● Data records:
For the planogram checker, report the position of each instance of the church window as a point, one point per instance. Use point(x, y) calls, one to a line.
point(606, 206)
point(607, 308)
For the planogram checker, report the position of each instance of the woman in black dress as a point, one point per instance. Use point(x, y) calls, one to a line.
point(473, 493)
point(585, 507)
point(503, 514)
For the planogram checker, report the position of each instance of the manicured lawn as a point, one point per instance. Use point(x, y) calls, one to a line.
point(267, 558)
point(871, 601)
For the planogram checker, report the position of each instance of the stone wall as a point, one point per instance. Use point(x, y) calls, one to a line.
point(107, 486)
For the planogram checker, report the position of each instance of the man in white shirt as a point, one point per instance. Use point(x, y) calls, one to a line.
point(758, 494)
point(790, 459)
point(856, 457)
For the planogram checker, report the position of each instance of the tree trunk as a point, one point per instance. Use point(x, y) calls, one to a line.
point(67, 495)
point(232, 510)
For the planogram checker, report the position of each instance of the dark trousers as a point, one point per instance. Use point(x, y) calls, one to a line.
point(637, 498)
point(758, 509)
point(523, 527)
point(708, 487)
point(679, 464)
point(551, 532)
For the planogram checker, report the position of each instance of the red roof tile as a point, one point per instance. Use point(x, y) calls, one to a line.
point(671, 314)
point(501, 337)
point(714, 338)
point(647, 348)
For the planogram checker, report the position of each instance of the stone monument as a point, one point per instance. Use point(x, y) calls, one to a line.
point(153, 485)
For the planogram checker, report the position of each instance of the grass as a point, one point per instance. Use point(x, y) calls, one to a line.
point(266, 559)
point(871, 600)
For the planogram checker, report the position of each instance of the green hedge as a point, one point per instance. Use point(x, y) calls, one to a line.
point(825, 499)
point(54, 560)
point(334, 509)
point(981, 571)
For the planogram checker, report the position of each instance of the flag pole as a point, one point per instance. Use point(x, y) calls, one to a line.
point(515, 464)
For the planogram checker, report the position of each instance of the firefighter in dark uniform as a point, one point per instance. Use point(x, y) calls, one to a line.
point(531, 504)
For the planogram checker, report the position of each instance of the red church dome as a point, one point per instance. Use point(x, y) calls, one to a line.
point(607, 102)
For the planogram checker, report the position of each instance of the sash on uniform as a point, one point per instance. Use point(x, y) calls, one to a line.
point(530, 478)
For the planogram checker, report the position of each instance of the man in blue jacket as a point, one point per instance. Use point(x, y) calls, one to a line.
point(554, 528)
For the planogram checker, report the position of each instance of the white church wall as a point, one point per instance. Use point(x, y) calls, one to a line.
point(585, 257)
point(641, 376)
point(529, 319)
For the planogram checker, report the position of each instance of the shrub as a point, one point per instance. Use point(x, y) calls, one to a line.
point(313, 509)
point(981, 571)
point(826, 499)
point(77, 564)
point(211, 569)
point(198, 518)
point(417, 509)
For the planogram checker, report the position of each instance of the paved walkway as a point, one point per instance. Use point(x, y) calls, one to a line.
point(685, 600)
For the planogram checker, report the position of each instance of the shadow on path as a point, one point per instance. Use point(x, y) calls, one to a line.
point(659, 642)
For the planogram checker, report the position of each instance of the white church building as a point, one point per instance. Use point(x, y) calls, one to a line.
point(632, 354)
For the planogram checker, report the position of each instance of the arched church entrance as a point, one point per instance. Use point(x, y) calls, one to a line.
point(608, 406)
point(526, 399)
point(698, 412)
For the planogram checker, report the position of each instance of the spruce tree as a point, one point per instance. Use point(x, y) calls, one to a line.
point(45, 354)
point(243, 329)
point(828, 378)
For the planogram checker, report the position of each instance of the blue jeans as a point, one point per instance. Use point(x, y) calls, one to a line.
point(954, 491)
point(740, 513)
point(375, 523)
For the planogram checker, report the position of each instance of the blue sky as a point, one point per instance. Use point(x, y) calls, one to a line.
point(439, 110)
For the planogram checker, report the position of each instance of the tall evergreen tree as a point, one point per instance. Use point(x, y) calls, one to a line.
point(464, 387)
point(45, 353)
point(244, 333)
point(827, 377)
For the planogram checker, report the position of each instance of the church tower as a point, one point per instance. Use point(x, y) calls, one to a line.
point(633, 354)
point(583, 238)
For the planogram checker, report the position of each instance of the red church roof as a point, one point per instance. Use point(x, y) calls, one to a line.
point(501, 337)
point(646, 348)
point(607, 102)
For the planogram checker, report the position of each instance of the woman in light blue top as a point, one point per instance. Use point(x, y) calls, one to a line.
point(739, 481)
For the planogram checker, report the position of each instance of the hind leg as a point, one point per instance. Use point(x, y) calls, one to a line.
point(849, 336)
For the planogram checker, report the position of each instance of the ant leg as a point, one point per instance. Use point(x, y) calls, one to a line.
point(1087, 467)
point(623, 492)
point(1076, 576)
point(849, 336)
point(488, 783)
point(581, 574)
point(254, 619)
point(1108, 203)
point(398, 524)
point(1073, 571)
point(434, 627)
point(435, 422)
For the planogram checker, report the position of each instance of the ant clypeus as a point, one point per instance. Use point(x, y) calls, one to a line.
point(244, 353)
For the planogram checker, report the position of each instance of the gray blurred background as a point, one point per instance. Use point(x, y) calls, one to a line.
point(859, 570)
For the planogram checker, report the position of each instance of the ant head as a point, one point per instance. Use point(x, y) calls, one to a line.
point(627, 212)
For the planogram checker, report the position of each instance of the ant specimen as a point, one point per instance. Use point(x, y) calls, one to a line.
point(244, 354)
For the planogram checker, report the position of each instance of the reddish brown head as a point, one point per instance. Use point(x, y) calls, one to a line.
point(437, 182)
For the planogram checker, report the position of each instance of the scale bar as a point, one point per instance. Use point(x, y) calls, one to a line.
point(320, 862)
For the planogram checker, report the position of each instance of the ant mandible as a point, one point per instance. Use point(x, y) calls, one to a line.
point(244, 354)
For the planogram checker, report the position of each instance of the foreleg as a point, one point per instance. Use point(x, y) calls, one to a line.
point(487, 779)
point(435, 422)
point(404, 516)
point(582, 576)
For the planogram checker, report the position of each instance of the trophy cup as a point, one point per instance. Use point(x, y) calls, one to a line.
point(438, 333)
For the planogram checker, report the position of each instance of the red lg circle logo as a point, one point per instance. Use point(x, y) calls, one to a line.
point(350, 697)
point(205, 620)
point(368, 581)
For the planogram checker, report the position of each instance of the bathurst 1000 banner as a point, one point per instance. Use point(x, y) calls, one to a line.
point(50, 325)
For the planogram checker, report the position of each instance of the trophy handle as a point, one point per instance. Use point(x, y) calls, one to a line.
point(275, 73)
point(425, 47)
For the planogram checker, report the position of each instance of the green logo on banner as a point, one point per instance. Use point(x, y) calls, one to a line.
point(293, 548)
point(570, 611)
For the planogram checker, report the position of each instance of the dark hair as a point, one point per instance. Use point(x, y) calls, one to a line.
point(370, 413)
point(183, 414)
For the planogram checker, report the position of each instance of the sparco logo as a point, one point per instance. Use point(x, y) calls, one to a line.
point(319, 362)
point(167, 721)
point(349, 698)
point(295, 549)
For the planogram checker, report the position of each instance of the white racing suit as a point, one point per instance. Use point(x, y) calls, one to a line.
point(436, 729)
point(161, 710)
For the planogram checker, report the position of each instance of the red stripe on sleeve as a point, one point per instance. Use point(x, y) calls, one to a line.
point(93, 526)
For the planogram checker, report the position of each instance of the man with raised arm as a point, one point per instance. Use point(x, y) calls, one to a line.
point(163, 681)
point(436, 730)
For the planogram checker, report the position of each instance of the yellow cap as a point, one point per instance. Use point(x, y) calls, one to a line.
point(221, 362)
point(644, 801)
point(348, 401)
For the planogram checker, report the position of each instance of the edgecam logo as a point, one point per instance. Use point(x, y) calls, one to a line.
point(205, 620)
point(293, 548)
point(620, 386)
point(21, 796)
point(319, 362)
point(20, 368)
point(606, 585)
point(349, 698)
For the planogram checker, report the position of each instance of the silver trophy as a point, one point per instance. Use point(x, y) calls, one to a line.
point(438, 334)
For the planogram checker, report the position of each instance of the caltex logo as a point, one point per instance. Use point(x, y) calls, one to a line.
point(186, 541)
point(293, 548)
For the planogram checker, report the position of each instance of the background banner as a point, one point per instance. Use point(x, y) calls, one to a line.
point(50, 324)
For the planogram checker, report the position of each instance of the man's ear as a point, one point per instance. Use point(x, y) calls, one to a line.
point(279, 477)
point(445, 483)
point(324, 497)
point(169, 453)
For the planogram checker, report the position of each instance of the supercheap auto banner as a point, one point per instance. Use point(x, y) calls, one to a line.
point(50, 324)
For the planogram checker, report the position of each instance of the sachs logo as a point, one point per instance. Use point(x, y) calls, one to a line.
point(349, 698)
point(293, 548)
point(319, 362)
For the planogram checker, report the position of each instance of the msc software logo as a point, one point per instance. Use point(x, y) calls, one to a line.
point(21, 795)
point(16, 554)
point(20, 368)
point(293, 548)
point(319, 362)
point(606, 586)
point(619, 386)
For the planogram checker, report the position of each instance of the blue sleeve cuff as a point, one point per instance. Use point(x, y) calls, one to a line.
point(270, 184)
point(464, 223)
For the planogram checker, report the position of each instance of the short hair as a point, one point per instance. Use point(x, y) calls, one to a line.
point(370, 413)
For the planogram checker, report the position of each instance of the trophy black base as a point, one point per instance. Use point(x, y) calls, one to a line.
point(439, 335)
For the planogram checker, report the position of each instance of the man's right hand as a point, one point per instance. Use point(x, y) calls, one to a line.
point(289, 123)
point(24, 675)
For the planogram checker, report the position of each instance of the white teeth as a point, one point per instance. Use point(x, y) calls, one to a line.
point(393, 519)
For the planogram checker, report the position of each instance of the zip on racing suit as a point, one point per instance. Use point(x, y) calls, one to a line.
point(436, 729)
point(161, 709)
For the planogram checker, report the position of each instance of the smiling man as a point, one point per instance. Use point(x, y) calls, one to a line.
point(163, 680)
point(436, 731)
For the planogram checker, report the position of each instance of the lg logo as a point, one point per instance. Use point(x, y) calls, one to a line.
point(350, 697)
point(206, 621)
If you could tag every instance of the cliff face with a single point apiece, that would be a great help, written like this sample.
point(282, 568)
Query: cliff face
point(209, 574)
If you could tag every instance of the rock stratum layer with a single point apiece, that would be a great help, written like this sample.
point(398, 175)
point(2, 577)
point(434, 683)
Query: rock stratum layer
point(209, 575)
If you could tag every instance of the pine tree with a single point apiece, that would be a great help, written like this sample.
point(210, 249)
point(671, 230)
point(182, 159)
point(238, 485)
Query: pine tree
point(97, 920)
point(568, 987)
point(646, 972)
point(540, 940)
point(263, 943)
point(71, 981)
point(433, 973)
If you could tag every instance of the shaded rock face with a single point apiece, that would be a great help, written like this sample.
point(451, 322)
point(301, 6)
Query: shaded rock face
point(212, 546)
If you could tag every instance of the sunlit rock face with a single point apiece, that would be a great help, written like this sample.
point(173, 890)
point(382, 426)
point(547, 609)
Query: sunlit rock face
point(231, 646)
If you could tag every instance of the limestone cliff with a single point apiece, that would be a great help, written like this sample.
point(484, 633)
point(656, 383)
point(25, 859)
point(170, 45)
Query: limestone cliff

● Given task: Scale the stretch from the start of the items through the line containing "point(607, 308)" and give those lines again, request included. Multiply each answer's point coordinates by 2.2, round to whole numbers with halves rounded up, and leave all other lines out.

● Finished exercise:
For the planogram checker, report the position of each instance of the church window as a point, one point per instance. Use point(x, y) calls, one to a line.
point(1333, 453)
point(1335, 678)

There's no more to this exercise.